**GOAL OF THE EXERCISE**
Continue the review of the nurse self-compassion and burnout study below, starting after its last sentence.

**SOURCE TEXT**
───
When discussing the limitations, the authors acknowledge the lack of opportunities to consider different types of self-compassion. Also, they mention the difficulties of measuring self-compassion in an objective way. In the end, no consideration was given to the unique correlations between three burnout dimensions and the dependent variables (Dev et al., 2018). The findings are presented in a well-organized manner, which makes the article easier to read and review. The researchers start by presenting the correlations identified with the help of preliminary analysis and use four different sub-sections to introduce the findings of multiple regression analysis for four types of obstacles.
The practical implications of the results are inextricably connected to the purpose of the research. Adding to the findings of previous researchers focusing on burnout and compassion, the study proves the critical role of self-compassion in the work of nurses. Therefore, to implement the researchers’ findings into practice, it is pivotal to design educational interventions for healthcare providers that help develop self-compassion. Further studies, according to the authors, can be focused on analyzing the associations between the dimensions of burnout and the variables from the study.
The permission to conduct the research was provided by specialists in the field of human research ethics from the University of Auckland, located in New Zealand. The privacy of all research participants was protected because no information helping to identify the individuals or their organizations was collected. The question of patient-related ethical considerations does not seem relevant to the chosen study because no patients were involved in the research.
───
**INFORMATION PROVIDED**
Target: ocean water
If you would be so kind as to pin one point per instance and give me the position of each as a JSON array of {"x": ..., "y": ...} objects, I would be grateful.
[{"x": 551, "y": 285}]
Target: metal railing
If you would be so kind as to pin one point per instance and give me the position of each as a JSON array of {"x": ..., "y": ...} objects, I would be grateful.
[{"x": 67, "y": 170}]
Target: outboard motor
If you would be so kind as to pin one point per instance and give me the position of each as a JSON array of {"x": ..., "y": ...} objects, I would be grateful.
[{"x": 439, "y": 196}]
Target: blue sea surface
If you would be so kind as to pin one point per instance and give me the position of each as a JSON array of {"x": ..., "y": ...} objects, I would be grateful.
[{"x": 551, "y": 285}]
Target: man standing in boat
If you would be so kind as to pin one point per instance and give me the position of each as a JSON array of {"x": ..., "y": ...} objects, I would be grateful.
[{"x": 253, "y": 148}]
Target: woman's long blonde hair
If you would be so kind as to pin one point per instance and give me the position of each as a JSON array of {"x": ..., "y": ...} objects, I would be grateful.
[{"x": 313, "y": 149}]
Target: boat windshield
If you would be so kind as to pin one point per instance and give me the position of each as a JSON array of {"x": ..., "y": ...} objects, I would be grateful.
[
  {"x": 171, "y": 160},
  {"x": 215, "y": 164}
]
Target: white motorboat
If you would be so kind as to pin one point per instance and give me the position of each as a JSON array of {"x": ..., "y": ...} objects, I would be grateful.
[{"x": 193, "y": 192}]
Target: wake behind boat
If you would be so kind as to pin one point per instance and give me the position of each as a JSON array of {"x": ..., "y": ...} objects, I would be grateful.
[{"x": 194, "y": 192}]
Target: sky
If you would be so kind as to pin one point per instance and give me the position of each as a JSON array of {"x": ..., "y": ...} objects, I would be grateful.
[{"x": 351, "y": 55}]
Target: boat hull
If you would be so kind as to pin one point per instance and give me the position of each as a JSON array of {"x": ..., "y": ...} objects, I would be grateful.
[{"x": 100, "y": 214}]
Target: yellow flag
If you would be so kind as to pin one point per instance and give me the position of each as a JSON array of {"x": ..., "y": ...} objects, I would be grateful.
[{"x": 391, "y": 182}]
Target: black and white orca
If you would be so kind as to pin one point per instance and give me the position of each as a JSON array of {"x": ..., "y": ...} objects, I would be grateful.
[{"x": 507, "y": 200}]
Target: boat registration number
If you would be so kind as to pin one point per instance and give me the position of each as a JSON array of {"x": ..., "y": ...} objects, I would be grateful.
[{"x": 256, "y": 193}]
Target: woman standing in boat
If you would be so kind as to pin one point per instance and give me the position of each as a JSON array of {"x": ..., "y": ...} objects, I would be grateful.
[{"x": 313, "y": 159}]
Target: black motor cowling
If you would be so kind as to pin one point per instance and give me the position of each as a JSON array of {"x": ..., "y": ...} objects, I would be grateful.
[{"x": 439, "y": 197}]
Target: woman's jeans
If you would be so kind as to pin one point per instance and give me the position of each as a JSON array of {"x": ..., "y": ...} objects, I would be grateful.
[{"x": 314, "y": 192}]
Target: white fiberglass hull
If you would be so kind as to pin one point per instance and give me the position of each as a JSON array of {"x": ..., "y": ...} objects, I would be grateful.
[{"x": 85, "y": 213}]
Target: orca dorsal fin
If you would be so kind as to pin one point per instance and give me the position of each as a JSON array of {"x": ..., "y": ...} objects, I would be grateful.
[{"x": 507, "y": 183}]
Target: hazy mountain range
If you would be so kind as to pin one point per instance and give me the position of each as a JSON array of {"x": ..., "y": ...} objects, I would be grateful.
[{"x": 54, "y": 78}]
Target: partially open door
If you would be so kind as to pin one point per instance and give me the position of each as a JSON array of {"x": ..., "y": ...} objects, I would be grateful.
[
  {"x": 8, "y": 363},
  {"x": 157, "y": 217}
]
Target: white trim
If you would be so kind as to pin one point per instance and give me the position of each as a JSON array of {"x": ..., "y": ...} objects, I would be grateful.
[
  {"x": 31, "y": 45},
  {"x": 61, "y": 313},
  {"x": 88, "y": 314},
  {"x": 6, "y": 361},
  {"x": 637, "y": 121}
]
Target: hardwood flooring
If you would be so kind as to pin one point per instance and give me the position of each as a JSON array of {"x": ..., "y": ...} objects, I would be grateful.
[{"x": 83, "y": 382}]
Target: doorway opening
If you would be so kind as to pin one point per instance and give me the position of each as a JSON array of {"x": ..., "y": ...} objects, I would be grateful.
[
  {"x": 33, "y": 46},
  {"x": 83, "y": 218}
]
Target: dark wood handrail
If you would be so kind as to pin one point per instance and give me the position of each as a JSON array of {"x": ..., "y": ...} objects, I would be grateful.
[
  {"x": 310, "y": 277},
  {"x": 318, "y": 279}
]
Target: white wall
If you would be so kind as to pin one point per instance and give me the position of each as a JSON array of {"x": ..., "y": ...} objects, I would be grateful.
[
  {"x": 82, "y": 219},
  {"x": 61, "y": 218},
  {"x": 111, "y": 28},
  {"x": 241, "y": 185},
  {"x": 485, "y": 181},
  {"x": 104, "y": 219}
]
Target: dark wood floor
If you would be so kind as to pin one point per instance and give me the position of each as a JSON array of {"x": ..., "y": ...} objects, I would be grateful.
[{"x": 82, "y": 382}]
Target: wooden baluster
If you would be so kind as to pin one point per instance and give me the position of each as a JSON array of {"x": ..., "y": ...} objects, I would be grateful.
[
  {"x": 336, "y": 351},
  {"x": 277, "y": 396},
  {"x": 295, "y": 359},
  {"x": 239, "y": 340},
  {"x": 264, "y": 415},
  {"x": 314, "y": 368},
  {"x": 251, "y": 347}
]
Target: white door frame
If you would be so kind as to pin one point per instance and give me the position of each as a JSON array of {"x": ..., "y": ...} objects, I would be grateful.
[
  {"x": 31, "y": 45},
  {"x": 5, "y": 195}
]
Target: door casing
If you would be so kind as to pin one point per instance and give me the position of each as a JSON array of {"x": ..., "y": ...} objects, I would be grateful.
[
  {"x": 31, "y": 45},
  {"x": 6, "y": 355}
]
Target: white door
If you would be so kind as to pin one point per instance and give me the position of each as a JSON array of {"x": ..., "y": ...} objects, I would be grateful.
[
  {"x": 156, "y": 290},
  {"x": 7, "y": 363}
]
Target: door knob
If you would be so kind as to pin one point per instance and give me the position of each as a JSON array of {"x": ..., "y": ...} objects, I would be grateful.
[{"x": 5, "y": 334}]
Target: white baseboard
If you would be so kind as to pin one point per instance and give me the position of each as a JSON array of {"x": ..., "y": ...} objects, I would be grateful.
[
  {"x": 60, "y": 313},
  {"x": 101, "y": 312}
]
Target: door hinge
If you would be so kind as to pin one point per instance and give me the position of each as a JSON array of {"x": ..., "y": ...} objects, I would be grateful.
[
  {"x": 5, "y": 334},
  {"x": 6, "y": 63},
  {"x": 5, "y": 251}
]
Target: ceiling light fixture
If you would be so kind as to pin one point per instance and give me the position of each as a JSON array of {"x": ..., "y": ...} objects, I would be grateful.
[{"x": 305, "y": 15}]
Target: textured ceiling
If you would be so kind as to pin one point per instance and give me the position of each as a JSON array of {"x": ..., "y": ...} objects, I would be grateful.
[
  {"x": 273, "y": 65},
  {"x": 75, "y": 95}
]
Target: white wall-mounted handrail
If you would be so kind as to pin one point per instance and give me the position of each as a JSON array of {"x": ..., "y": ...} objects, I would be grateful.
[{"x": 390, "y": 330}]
───
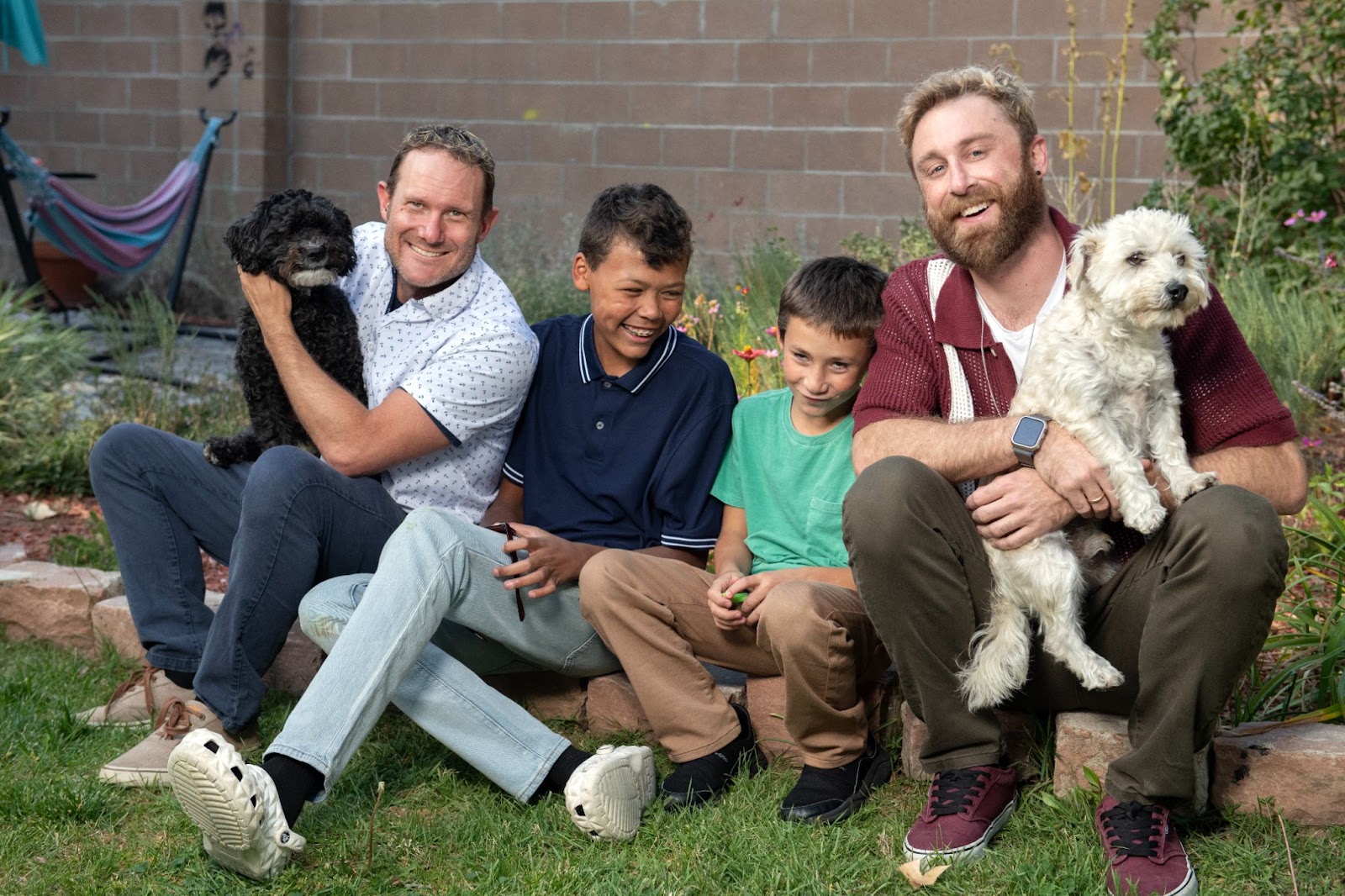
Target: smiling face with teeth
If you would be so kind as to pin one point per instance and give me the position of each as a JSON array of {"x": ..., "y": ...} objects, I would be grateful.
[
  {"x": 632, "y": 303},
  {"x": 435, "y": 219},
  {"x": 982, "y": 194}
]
───
**RESULT FOR THIS TASK**
To sum up, the chosen article demonstrates both practical significance and scientific novelty due to the authors’ decision to focus on a practice-oriented question. Despite some limitations recognized by the researchers, the study points at the need to delve into the types and effectiveness of self-compassion training sessions for nurses. Taking it into consideration, it is possible to say that the work is useful and practice-oriented because it identifies the role that the development of self-compassion has on the quality of nursing care. Potentially, the results reported by the group of researchers can form the basis of tests helping to define specialists who can stay compassionate despite burnout and stress.
Dev, V., Fernando III, A. T., Lim, A. G., & Consedine, N. S. (2018). Does self-compassion mitigate the relationship between burnout and barriers to compassion? A cross-sectional quantitative study of 799 nurses. International Journal of Nursing Studies, 81, 81-88.